What the exercise asks | If a line in the data below holds the word "coordinates", copy it.

--- The input ---

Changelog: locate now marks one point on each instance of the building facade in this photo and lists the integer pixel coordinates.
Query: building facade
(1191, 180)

---
--- The input ---

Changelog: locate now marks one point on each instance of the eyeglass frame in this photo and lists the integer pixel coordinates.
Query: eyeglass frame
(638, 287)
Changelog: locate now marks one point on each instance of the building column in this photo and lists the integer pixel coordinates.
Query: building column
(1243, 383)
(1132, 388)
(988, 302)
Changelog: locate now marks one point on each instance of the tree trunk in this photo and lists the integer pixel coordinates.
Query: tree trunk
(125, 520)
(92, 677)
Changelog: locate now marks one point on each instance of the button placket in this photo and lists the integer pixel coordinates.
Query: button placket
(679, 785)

---

Your response |
Changelog: locate now marks one point on each instance of the building facade in this photo and lists the integer pixel coordinates.
Changelog: locate now marks one point on each instance of the eyeglass frame in this photo and lists the integer pixel coordinates.
Changelog: locate now marks one point on each instance of the building column in this photo and lists the integer pixel coordinates.
Changelog: locate now marks one point on each instance of the tree trunk in this photo and lists the integer pixel coordinates.
Changelog: locate now marks one point on each instance of the button placket in this photo and lists the integer pixel coordinates.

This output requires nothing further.